One of the best parts in the film, of course, is when Meyer Lansky and the gangsters bust up Nazis at a Nazi Bund meeting in Yorkville back in 1937. Unlike some films in the past, it is a serious scene. Unlike the Humphrey Bogart-starring All Through the Night, there is no room for comedy and rightfully so. The fighting starts right after Sasha Klein (Stacey Hinnen) hits the Bund leader (Lowrey Brown) speaking and pulls down the Nazi flag.
“I would rather have killed them all,” Lansky says. “To show the world that as long as Meyer Lansky was around, they could never do that to us again.”
I couldn’t help but rewind and take it in again. There’s so much to the Jewish resistance story that we rarely see in movies or documentaries. I’m a proud Jew and lost family in the Holocaust. There were Nazis and Nazi sympathizers living in plain sight during wartime America. Some of them were working in law enforcement. It’s sickening and disturbing, and maybe a few other choice words to describe it. While the film shows a meeting where Lansky wants to build an army to beat up Nazis, Eytan Rockaway’s script does not tell the full story. There really to needs to be a film or documentary that focuses on the Jewish gangsters who defeated the Nazis in wartime America. None exist at the moment but Bruce David Klein is working to change this. Here is to hoping the film is close to completion!

* Available data:
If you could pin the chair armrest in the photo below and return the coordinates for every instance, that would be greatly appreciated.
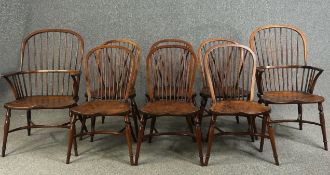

* Stated task A:
Answer each question from the review of the Meyer Lansky film:
(i) In what year and in which neighborhood does the Nazi Bund meeting scene take place?
(ii) Which actor plays Sasha Klein?
(iii) Whose script does the reviewer say does not tell the full story?
* Stated task B:
Carry the review of the Meyer Lansky film forward from its final sentence.

* Task response A:
(i) 1937, in Yorkville.
(ii) Stacey Hinnen.
(iii) Eytan Rockaway's.

* Task response B:
According to Benson’s book, everything went into motion after Judge Nathan Perlman called up Lansky. Unlike the 1937 meeting in the film, this phone call didn’t take place until 1938. Rabbi Stephen Wise sat in on the meeting, if only to guilt Lansky if things went badly. Perlman and Wise did not condone killing Nazis but gave the greenlight to all but kill Nazis. In short, be as violent as possible! Lansky and Murder, Inc. did this at no cost. However, Perlman would provide any legal assistance if problems arose. Lansky also wanted to make sure that there would be nothing bad in the press if they got caught. It is a real shame that the Jewish gangsters vs. Nazis portion of the film covers a few minutes at the most. I guess this also speaks to wanting to make a film spanning decades of Lansky’s life.
There are some issues with the film in terms of historical accuracy. Aharon Yariv (Wass Stevens) is seen meeting with Meyer Lansky at The Colonial Inn to request money on behalf of Golda Meir so that they can purchase weapons for the future state of Israel. My problem with this meeting is not whether or not the two ever met. No, it’s the fact that Yariv immigrated to British Mandatory Palestine in 1935 and was never tattooed at a concentration camp. He joined the Haganah in 1938 and fought as part of the British Army during World War 2. Anyone who did their research into Yariv would know about his history. Why try and give his character more sympathy when it is not necessary?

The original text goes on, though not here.